Kommentar: Feigheit vor der Volksmeinung



Ein Kommentar von BERTHOLD BLESENKEMPER

Die Made-in-Bocholt-Umfrage zur Rathaussanierung hat die Politik offensichtlich zum Nachdenken gebracht. 94 Prozent der mehr als 2500 Teilnehmer sprachen sich auf Facebook dagegen aus, weitere Millionen in das marode Gebäude zu pumpen. Prompt werden fraktionsübergreifend und mit Unterstützung des CDU-Bürgermeisterkandidaten Thomas Kerkhoff Stimmen nach einer Bürgerbefragung laut. Moment einmal? Waren nicht die selben Parteien, die jetzt dafür sind, das Volk entscheiden zu lassen, vor Monaten strikt gegen eine solche Bürgerbefragung zu exakt diesem Thema?

In Wahrheit will die Politik das Thema nur schnell aus der Wahlkampfschusslinie haben. Sie fürchtet nichts mehr als ein Bügervotum per Stimmabgabe. Soll sich doch gefälligst die nächste Stadtverordnetenversammlung um das leidige Thema kümmern. Das aber ist feige. Es war dieser Rat, der sich ohne Kontrolle und Konsequenzen den Denkmalschutz von den Behörden und der Verwaltung hat unterschieben lassen. Es war dieser Rat, der die offenbar geschönte Machbarkeitsstudie kritiklos hingenommen hat. Und es war dieser Rat, der unter der Regie der CDU die Gelegenheit nutzen wollte, die ohnehin schon galloppierenden Kosten bei dieser Gelegenheit noch um ein paar Milliönchen für eine Aufstockung und einen zusätzliche Mehrzwecksaal zu erhöhen. Folglich ist es auch genau dieser Rat, der die Konsequenzen zu ziehen hat und noch bis zum 13. September die Sanierungspläne auf Eis legen sowie die Planung eines Neubaus in Auftrag geben muss.

Er sollte mit einer möglichst großer Mehrheit den Beschluss gegen eine Sanierung und für den gesunden Menschenverstand fassen und ein klares Signal in Richtung Denkmalschutzbehörden und NRW-Bauministerium setzen. Ein Befragung der Bürger ist überflüssig. Die haben längst schon entschieden. Nur haben es die Bürgervertreter offenbar erst jetzt gemerkt! Wenn die Politik wirklich mehr Basisdemokratie wollte – was sehr schön wäre – könnte sie heute beginnen und im Rat eine Bürgerbefragung zum Nordring starten. Diese Thema aber wollen CDU, FDP und Stadtpartei in der Gewissheit, eine Mehrheit hinter sich zu haben, auf gar keinen Fall aus dem Wahlkampf heraushalten. Im Gegenteil. Das soll noch heute im Rat durchgepaukt werden – koste es, was es wolle.
::::::::::
◆ **ZIEL DER AUFGABE**: Geben Sie den Absatz aus dem Kommentar zur Rathaussanierung, der mit „Die Made-in-Bocholt-Umfrage“ beginnt, als kurze Stichpunktliste wieder und behalten Sie dabei seine wesentlichen Fakten bei. Die Zeilen darunter stammen aus einer anderen Quelle.

◆ **BEREITGESTELLTE ZEILEN**:
::::::::::
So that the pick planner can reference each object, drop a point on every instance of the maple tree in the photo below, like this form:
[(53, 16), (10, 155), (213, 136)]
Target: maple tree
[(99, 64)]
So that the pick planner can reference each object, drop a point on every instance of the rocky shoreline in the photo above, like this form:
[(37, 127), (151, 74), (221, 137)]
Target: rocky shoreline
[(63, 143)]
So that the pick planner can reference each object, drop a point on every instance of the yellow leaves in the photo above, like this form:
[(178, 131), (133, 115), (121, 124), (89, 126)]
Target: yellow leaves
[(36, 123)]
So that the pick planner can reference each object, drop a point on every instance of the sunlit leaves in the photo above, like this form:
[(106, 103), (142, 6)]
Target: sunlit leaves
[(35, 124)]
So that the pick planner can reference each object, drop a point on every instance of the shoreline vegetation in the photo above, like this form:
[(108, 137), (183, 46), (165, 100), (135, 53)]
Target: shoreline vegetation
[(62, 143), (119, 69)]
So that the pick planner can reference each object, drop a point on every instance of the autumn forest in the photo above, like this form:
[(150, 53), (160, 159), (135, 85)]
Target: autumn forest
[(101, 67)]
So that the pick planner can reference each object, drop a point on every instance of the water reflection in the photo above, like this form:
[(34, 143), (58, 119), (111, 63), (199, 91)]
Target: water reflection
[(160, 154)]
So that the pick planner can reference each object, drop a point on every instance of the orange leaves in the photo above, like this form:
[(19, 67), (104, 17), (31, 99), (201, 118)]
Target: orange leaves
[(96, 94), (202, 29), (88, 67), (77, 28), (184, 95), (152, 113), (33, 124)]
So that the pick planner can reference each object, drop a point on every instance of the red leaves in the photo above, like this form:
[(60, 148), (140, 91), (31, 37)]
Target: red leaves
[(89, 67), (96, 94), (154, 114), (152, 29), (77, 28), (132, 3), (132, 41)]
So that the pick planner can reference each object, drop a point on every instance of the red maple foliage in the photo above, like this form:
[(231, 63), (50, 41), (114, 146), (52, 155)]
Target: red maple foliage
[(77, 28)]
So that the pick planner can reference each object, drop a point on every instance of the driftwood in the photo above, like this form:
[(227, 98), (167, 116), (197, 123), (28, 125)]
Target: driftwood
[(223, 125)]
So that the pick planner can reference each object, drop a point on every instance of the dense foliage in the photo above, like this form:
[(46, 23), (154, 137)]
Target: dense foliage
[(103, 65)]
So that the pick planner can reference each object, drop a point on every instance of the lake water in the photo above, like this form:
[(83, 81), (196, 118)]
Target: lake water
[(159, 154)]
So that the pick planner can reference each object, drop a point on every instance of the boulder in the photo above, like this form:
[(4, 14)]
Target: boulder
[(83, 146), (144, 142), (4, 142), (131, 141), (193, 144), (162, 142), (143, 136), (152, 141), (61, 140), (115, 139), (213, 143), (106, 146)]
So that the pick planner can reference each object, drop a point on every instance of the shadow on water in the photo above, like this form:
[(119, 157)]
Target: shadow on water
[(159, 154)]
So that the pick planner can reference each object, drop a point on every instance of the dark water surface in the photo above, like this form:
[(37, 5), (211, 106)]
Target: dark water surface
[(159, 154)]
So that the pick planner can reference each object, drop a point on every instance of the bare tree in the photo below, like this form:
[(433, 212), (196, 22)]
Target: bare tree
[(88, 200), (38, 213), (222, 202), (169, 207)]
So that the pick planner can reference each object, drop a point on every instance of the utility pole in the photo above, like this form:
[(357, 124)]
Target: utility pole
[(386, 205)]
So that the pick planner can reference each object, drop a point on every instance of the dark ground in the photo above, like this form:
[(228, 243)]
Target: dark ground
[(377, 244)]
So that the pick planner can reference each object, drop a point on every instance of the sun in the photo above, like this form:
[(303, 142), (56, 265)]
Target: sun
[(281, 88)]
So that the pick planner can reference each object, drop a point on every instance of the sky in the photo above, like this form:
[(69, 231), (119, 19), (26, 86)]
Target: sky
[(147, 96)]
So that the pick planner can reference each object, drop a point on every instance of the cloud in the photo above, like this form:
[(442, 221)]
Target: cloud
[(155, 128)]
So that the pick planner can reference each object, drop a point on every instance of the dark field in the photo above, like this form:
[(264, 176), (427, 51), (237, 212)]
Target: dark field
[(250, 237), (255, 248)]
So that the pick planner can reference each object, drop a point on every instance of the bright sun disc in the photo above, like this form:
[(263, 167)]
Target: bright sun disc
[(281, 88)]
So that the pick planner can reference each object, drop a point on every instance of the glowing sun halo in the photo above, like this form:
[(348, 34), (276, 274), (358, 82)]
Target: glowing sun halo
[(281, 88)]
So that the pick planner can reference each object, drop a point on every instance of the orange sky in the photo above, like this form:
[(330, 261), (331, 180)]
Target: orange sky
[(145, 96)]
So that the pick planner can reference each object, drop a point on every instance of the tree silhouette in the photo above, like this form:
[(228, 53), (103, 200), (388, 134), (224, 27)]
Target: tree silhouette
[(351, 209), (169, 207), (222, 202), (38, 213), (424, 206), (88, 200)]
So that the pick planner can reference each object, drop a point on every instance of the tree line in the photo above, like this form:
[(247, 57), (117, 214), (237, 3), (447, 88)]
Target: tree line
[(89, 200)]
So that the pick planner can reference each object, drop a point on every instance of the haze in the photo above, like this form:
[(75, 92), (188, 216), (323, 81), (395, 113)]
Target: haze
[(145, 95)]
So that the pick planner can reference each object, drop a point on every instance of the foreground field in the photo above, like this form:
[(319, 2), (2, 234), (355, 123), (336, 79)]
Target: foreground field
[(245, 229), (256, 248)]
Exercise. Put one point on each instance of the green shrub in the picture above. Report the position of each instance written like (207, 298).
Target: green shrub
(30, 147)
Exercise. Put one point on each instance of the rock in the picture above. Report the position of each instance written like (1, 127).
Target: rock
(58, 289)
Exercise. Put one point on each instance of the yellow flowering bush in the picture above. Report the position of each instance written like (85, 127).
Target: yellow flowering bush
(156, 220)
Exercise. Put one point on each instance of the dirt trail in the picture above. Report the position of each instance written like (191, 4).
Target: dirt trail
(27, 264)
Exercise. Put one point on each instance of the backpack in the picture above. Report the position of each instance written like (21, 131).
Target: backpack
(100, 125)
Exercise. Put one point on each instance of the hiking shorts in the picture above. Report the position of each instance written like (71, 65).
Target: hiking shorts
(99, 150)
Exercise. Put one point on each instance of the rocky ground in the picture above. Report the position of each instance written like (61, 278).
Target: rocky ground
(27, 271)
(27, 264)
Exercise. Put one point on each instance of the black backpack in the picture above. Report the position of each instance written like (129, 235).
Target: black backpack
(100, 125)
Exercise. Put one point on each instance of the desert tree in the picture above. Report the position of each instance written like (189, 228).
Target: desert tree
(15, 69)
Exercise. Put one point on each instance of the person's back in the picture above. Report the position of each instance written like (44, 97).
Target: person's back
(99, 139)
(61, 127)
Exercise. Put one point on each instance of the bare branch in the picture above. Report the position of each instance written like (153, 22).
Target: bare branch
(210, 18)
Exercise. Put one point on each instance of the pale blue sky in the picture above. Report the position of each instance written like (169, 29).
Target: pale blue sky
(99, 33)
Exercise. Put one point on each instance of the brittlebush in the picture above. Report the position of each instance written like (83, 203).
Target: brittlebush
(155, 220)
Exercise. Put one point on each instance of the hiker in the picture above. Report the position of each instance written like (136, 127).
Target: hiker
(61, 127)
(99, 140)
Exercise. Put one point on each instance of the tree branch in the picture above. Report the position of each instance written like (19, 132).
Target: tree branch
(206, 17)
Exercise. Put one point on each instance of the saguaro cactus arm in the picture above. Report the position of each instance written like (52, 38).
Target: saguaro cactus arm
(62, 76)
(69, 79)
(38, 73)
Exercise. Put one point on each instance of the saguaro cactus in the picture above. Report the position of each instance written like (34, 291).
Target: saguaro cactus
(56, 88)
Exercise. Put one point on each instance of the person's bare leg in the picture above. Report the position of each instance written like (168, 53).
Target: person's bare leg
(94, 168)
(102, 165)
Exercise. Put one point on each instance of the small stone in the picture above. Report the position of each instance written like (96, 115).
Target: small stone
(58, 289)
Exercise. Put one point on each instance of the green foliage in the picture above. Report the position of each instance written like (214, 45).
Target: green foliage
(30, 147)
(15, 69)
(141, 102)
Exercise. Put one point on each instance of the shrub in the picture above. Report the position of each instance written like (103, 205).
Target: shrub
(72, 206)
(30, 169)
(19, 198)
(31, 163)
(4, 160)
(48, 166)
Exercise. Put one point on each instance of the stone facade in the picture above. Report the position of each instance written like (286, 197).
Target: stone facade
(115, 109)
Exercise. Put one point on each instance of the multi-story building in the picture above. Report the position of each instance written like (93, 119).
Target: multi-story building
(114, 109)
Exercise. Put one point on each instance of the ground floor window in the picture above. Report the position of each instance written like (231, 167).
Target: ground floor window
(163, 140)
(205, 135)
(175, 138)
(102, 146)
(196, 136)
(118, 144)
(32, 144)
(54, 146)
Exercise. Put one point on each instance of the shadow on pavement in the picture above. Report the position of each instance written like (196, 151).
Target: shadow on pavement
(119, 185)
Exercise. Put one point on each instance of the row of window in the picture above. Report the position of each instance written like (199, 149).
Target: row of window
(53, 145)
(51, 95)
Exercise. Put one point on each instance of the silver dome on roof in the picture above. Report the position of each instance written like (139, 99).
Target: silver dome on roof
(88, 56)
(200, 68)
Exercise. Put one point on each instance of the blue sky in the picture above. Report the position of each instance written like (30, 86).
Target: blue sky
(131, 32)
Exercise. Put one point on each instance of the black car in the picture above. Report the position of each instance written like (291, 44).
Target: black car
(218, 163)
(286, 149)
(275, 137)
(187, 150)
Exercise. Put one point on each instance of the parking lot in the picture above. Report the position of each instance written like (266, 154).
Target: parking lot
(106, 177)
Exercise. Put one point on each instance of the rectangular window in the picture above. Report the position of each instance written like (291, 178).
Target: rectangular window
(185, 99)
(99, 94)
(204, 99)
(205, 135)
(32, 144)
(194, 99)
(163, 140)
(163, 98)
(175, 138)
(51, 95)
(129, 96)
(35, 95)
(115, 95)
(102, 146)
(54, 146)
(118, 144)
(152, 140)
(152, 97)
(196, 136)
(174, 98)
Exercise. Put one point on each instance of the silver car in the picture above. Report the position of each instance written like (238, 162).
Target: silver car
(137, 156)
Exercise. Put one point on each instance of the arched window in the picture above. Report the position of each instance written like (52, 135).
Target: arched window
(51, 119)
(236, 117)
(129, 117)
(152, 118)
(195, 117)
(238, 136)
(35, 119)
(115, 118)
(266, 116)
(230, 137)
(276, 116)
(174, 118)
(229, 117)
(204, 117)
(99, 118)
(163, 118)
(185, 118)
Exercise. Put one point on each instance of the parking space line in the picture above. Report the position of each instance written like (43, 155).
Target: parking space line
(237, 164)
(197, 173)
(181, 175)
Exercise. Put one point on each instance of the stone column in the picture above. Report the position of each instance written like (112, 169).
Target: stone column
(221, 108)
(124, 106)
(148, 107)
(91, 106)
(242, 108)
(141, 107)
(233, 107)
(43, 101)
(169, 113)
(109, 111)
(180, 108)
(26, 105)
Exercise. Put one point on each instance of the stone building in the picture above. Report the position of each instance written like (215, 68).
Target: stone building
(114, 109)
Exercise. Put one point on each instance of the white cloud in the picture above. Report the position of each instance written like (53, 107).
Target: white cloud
::::::::::
◆ **LÖSUNG**:
- Die Made-in-Bocholt-Umfrage hat die Politik offensichtlich zum Nachdenken gebracht.
- 94 Prozent von mehr als 2500 Teilnehmern lehnten auf Facebook weitere Millionen für das marode Rathaus ab.
- Daraufhin werden fraktionsübergreifend Stimmen nach einer Bürgerbefragung laut, unterstützt vom CDU-Bürgermeisterkandidaten Thomas Kerkhoff.
- Dieselben Parteien waren vor Monaten strikt gegen eine Bürgerbefragung zu genau diesem Thema.